Excerpts from a pointing dataset:
┄┄┄┄┄┄┄┄┄┄
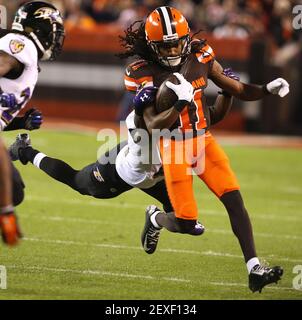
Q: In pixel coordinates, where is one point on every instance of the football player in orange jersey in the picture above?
(164, 46)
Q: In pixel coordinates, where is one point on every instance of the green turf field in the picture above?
(77, 247)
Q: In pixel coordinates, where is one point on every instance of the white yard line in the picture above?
(134, 276)
(106, 203)
(168, 250)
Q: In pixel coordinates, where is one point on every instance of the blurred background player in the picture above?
(37, 34)
(163, 42)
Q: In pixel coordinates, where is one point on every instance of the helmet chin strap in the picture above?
(46, 53)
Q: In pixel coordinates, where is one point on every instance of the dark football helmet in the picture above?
(44, 25)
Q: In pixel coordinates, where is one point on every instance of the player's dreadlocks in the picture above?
(135, 43)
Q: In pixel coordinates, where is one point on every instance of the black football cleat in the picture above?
(15, 150)
(150, 234)
(261, 276)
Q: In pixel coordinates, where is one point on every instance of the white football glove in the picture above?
(184, 90)
(278, 86)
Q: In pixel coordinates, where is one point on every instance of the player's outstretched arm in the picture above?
(32, 120)
(184, 91)
(9, 228)
(247, 92)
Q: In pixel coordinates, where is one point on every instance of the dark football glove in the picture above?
(144, 98)
(9, 227)
(33, 119)
(228, 72)
(8, 102)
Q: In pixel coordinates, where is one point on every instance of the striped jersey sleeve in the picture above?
(137, 75)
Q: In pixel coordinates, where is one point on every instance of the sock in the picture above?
(252, 263)
(27, 154)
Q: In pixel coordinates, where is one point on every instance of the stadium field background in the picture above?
(78, 247)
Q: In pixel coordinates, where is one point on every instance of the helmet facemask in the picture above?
(166, 28)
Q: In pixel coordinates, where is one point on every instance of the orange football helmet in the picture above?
(166, 27)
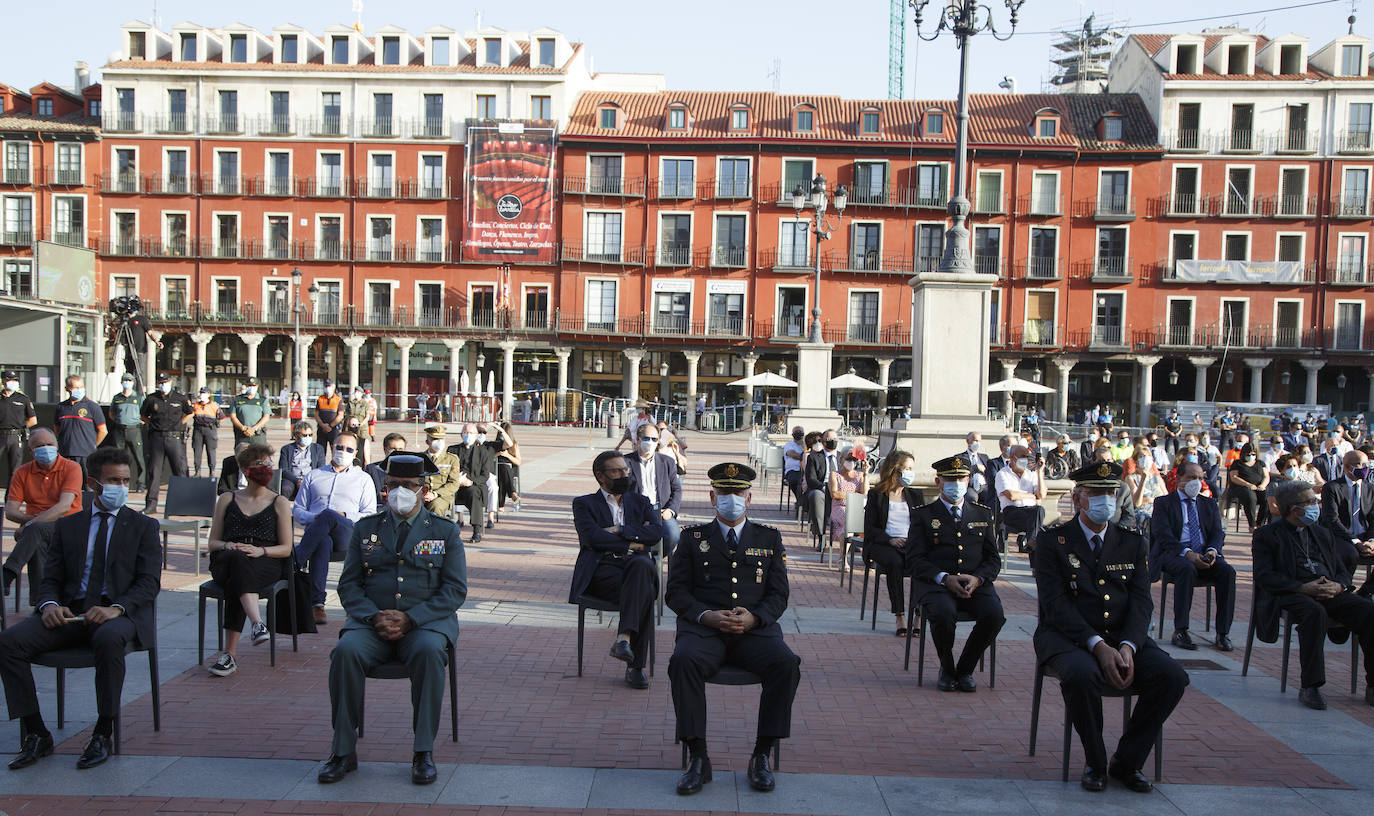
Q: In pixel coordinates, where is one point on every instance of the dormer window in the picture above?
(1352, 61)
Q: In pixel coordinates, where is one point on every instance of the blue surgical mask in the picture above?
(1101, 507)
(730, 506)
(954, 492)
(114, 496)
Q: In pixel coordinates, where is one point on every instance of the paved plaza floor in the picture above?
(536, 738)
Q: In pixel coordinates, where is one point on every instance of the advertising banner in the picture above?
(510, 194)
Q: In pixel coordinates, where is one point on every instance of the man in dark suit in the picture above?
(1301, 568)
(654, 476)
(1094, 588)
(617, 529)
(1348, 508)
(99, 581)
(404, 577)
(954, 557)
(476, 463)
(728, 585)
(1186, 537)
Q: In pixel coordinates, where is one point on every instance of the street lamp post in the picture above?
(820, 228)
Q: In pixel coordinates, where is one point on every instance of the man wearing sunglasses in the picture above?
(327, 504)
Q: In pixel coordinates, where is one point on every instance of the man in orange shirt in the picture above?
(41, 492)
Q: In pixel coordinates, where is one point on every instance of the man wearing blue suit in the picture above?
(1186, 543)
(616, 530)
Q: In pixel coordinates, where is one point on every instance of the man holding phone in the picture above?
(1187, 536)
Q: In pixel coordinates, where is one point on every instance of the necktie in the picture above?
(95, 583)
(1194, 528)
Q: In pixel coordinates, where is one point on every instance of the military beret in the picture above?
(731, 476)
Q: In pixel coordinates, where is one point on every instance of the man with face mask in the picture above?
(954, 557)
(404, 577)
(98, 592)
(1186, 539)
(617, 529)
(1301, 568)
(166, 412)
(40, 492)
(728, 585)
(80, 423)
(1094, 587)
(330, 502)
(127, 427)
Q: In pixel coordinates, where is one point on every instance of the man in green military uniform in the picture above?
(404, 577)
(249, 414)
(445, 482)
(127, 429)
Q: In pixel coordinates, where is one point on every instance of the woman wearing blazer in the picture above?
(885, 524)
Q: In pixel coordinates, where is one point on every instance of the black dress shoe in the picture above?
(760, 775)
(335, 767)
(697, 775)
(621, 651)
(96, 752)
(1130, 778)
(35, 748)
(422, 768)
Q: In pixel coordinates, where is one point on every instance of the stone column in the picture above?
(1257, 366)
(1312, 367)
(693, 363)
(1201, 364)
(632, 359)
(1146, 388)
(404, 344)
(201, 340)
(564, 353)
(507, 377)
(355, 346)
(1065, 366)
(253, 341)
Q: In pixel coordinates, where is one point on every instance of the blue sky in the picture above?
(823, 47)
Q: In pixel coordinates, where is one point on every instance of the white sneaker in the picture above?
(258, 633)
(224, 666)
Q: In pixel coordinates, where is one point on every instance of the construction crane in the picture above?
(896, 48)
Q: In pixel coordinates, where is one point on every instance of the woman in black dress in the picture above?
(250, 548)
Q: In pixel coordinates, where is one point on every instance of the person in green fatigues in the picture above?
(404, 577)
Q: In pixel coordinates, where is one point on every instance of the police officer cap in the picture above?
(408, 466)
(951, 467)
(1098, 474)
(731, 476)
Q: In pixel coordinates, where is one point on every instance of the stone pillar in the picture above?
(1257, 366)
(1201, 364)
(564, 353)
(355, 346)
(1312, 367)
(634, 357)
(507, 377)
(693, 363)
(1065, 366)
(201, 340)
(1146, 388)
(403, 389)
(253, 341)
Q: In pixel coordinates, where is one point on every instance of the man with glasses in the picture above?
(404, 577)
(327, 504)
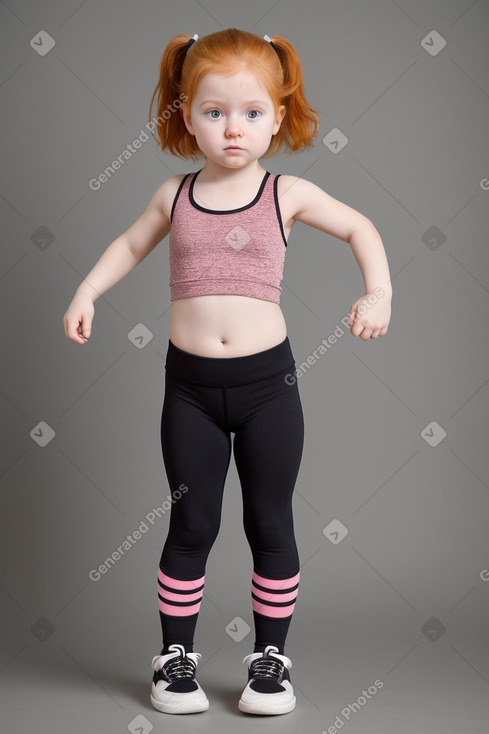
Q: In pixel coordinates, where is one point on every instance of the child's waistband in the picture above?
(229, 371)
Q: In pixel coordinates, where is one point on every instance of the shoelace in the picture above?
(180, 667)
(266, 668)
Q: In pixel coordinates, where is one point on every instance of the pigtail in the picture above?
(301, 122)
(168, 122)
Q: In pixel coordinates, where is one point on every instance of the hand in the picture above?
(370, 315)
(78, 319)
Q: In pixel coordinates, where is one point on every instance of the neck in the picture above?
(213, 172)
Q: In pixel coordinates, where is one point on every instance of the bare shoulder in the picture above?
(291, 191)
(165, 194)
(308, 203)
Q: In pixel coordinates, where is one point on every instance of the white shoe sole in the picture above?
(176, 706)
(265, 707)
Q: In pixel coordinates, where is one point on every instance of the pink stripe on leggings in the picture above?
(177, 595)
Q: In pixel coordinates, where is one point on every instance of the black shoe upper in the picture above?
(268, 673)
(179, 672)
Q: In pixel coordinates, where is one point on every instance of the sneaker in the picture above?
(269, 690)
(174, 689)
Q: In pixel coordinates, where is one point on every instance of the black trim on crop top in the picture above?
(232, 211)
(225, 211)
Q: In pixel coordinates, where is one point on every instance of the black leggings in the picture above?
(206, 400)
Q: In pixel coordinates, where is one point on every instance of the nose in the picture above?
(233, 129)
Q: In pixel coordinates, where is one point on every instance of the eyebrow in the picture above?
(253, 101)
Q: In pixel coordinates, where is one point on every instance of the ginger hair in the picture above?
(227, 52)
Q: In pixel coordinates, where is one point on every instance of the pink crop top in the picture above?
(235, 251)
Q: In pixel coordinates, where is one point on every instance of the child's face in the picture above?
(232, 110)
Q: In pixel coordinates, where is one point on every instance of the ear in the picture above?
(187, 118)
(278, 119)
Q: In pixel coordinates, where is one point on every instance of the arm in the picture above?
(316, 208)
(122, 256)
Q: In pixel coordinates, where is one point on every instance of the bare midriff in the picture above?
(226, 325)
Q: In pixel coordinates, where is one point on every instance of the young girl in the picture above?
(233, 98)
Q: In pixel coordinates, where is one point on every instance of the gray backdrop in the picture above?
(390, 631)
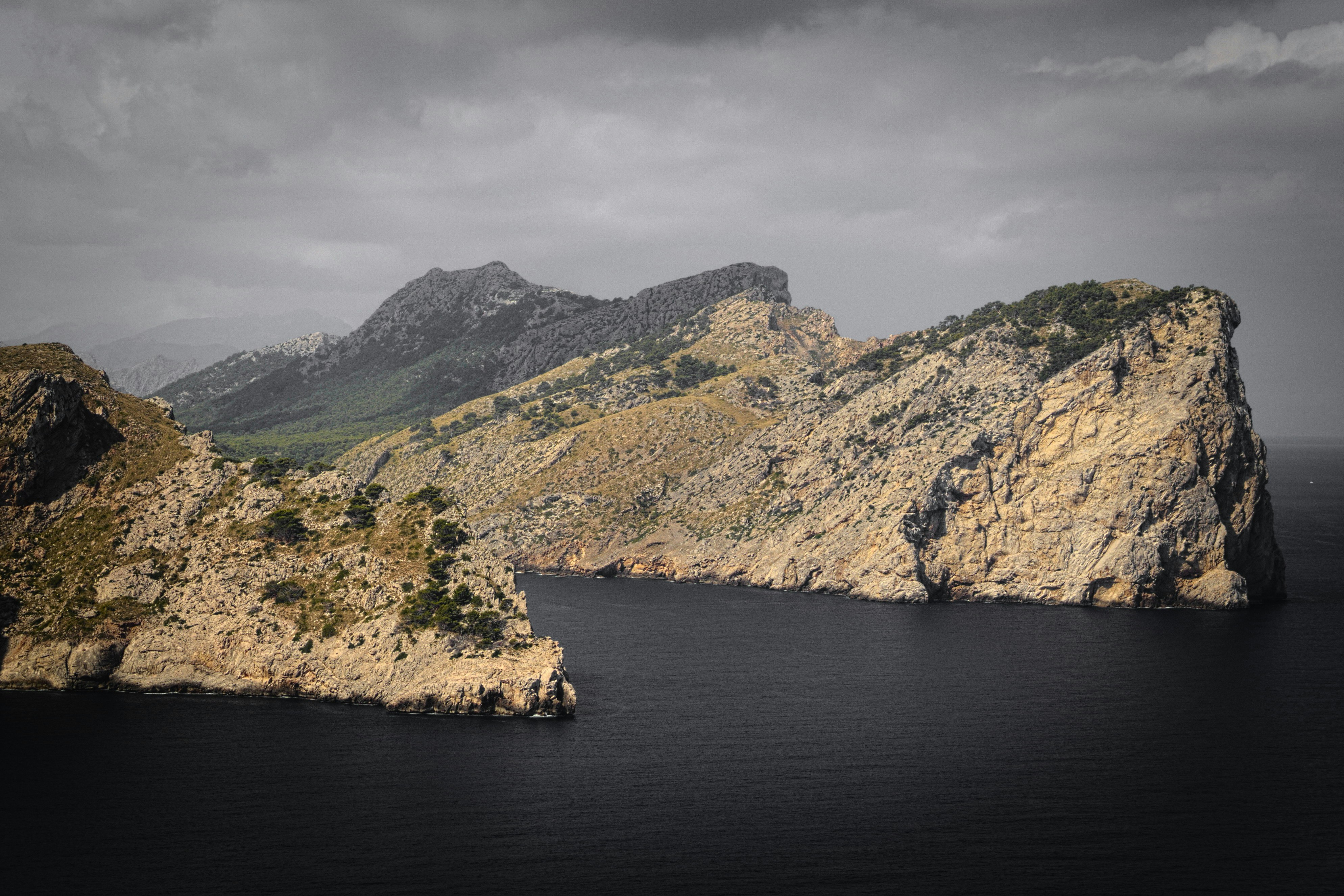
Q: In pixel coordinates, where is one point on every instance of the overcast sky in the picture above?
(167, 159)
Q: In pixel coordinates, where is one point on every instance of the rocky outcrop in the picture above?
(964, 471)
(193, 387)
(162, 570)
(48, 436)
(628, 319)
(441, 340)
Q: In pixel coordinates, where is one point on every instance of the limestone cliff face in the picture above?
(1131, 477)
(155, 572)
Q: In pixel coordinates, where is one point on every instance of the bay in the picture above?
(742, 741)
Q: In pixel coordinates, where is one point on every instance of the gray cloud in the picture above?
(902, 162)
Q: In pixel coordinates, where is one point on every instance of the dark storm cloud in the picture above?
(902, 160)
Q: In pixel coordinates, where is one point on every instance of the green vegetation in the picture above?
(431, 496)
(284, 591)
(284, 526)
(1093, 312)
(359, 512)
(693, 371)
(447, 535)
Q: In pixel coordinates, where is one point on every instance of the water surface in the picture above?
(740, 741)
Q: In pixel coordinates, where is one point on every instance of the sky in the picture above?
(165, 159)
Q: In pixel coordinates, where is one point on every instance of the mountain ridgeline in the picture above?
(441, 340)
(1088, 445)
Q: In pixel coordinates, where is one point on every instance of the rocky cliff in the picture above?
(150, 377)
(1089, 445)
(136, 558)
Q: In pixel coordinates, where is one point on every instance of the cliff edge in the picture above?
(1089, 445)
(140, 559)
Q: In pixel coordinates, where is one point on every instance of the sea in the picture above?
(736, 741)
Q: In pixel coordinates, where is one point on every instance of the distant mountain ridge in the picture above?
(210, 339)
(147, 378)
(238, 370)
(443, 339)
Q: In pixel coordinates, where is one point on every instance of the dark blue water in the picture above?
(737, 741)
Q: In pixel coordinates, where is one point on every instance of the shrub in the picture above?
(284, 527)
(361, 512)
(691, 371)
(439, 567)
(448, 534)
(283, 591)
(431, 496)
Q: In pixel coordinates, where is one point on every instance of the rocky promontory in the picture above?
(139, 558)
(1090, 445)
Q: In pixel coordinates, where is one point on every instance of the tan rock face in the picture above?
(159, 577)
(1129, 479)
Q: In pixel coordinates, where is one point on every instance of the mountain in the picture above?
(237, 371)
(1088, 445)
(209, 339)
(444, 339)
(150, 377)
(135, 558)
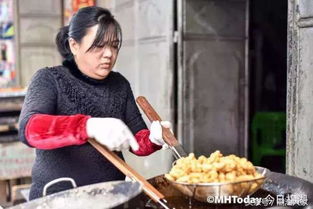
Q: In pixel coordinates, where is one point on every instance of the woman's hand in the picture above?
(156, 132)
(111, 132)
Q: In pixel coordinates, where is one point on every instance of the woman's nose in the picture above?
(107, 52)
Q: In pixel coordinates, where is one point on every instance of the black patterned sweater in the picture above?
(64, 90)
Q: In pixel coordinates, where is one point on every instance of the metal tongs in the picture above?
(168, 136)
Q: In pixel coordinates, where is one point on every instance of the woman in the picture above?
(65, 105)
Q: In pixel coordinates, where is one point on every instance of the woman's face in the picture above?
(98, 62)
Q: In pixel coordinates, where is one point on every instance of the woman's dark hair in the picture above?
(109, 31)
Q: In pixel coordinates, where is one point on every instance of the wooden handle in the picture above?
(152, 192)
(152, 115)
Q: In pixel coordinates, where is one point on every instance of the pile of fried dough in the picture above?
(216, 168)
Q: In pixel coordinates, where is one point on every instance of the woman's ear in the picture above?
(74, 46)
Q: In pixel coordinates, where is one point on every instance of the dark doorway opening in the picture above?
(268, 80)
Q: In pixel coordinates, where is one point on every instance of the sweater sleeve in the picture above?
(38, 125)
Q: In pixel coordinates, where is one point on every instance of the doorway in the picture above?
(268, 79)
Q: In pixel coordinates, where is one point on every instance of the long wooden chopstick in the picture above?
(152, 192)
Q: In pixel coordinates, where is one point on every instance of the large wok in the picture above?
(276, 184)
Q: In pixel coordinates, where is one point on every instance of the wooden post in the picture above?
(299, 89)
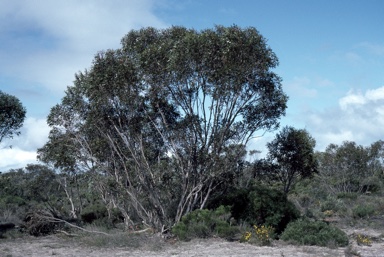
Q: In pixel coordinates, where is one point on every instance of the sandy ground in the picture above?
(58, 246)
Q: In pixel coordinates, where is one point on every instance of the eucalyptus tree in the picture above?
(12, 115)
(350, 167)
(157, 121)
(290, 157)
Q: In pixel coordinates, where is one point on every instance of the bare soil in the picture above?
(58, 245)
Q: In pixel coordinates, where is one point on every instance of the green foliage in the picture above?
(93, 212)
(260, 205)
(176, 91)
(306, 232)
(351, 168)
(363, 210)
(12, 115)
(261, 235)
(205, 223)
(290, 158)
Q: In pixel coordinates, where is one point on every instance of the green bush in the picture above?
(270, 207)
(362, 211)
(205, 223)
(93, 212)
(306, 232)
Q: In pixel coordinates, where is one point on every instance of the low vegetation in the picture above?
(160, 147)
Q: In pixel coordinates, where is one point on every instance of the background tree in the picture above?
(350, 167)
(157, 121)
(12, 115)
(290, 157)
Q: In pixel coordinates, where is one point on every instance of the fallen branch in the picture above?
(57, 220)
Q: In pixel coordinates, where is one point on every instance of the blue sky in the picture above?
(331, 57)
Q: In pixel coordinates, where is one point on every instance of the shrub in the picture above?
(271, 208)
(260, 205)
(205, 223)
(362, 211)
(261, 235)
(93, 212)
(363, 240)
(319, 233)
┄┄┄┄┄┄┄┄┄┄
TASK TO COMPLETE: Copy out verbatim every line from the one containing "background tree in the picture above?" through the final line of the entries, with both ends included.

TASK OUTPUT:
Q: In pixel coordinates, where is one point on every instance of the background tree in the picture above?
(350, 167)
(157, 121)
(12, 115)
(290, 157)
Q: In pixel coordinates, where is one point on every instance of the fallen branch in the picture above?
(57, 220)
Q: In pixel coordinates, where is one point on every instance of the blue sky in the picture above?
(331, 57)
Q: In pixel coordinates, where is one point on every instance of the shrub in the picture above?
(271, 208)
(260, 205)
(205, 223)
(362, 211)
(261, 235)
(93, 212)
(363, 240)
(319, 233)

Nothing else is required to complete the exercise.